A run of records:

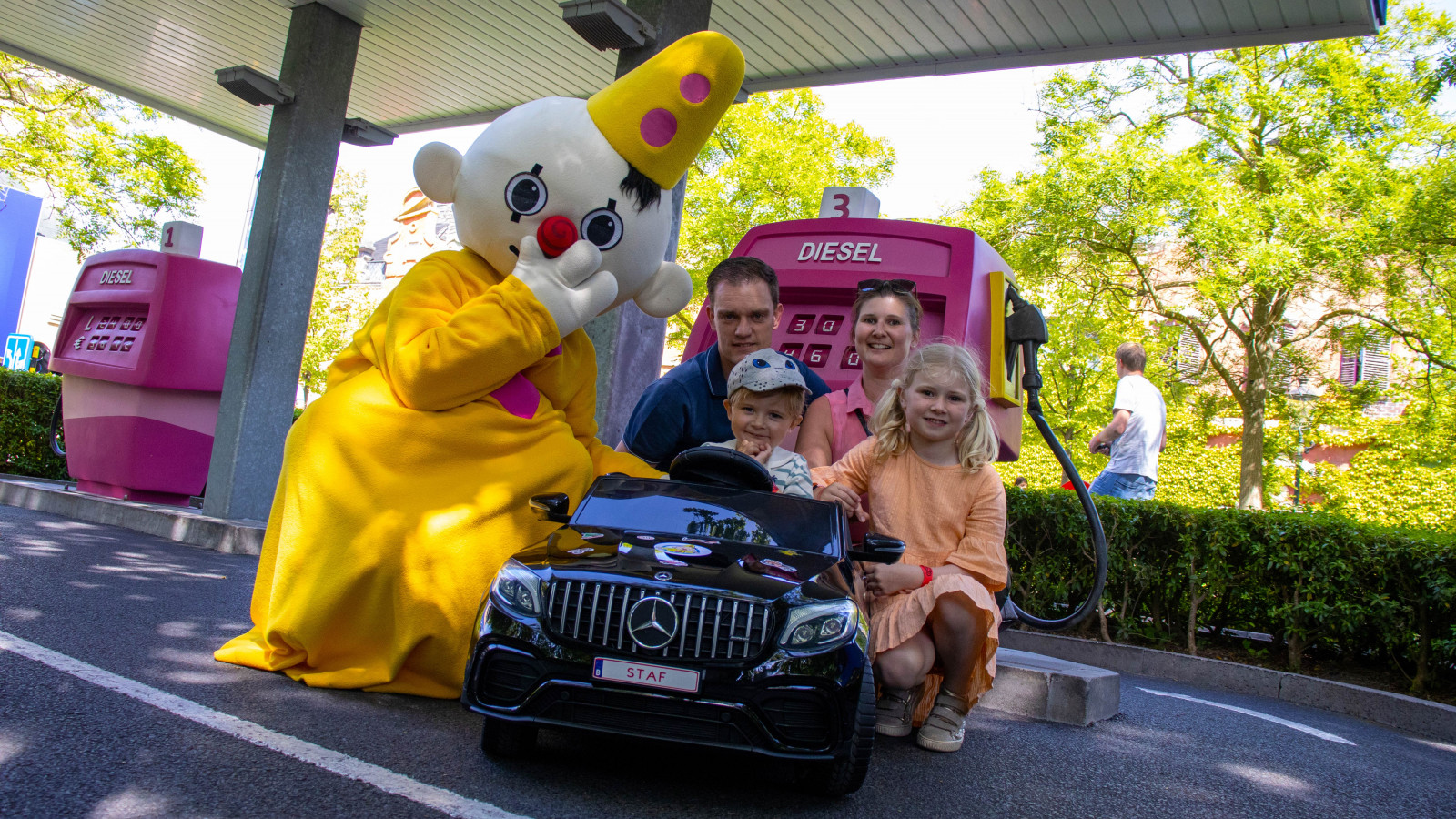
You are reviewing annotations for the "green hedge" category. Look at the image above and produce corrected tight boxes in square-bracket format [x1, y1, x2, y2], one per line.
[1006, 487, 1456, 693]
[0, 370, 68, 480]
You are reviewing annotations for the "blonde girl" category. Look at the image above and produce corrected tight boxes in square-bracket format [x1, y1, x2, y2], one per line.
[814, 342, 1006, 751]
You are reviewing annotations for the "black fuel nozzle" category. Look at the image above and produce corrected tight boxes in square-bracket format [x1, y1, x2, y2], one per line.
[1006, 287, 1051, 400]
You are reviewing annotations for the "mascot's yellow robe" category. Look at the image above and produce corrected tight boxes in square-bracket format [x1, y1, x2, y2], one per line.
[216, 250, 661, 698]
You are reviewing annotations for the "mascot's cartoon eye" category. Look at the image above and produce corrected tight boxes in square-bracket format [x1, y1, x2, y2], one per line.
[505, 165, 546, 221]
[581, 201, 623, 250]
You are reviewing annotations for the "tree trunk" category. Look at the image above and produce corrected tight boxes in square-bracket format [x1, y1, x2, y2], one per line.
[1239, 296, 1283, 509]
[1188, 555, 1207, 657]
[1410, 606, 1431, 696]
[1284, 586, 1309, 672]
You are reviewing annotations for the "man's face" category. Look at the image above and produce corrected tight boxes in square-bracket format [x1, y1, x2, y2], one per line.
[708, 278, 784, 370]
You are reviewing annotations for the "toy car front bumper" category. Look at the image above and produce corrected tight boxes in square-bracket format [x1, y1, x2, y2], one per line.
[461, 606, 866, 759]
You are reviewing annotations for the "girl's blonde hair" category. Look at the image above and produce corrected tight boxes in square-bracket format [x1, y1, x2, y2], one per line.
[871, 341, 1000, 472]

• **AIM**:
Extract every line of the material above word for word, omitting the pictures.

• **EXERCISE ANSWER**:
You are reviewing annotations for the "green hedge" category. Look at the image above and produce corrected tight boxes in square-bracket format [x1, y1, x2, y2], one per line.
[1006, 487, 1456, 693]
[0, 370, 68, 480]
You are reviewing annotations for the "blonde girl" category. Look at the image above and produce corrected tight boxes in square-bracket format [x1, y1, x2, y2], one per line.
[814, 342, 1006, 751]
You are reviewing annotations for the "black fuel nozzle" category. Look at the image above and produce corrected tight boxes in square-bracket format [x1, y1, x2, y2], one per line.
[1006, 287, 1051, 400]
You are reviewing annotations for the "mascot's yellow robe" category. Look at the image above and produce corrected tight boxes in square-bracket format [x1, y1, x2, y2], one per line.
[216, 250, 661, 698]
You are reviewing annotations for the "mascot's cartoon eye" category. Look at the image above and produce corrected tight boxes in square-bracket format [x1, y1, x2, y2], one per line.
[505, 165, 546, 221]
[581, 201, 623, 250]
You are reviewing annotations for the "tree trunk" category. Look at the image above and produce corrected tight boxes in square-bracket format [x1, y1, x2, y2], one per line.
[1239, 296, 1283, 509]
[1188, 555, 1207, 657]
[1410, 606, 1431, 696]
[1284, 586, 1309, 672]
You are reviewing annotations for the "man's face" category. Look at the image above and produce corrected tight boxes in square-bracket format [x1, y1, x2, y2], one per line.
[708, 278, 784, 370]
You are reviewing annotations for the "toy car front bumper" category. Look at the image above and produce corrected tight boxes in square-bracket format [x1, y1, x2, y2], one per line.
[461, 606, 866, 759]
You are reviewing annotations for the "girl's blonde hair" category. Look at the image above and produce corrected tight boxes in square-bracket format [x1, y1, x2, y2], one per line.
[871, 341, 1000, 472]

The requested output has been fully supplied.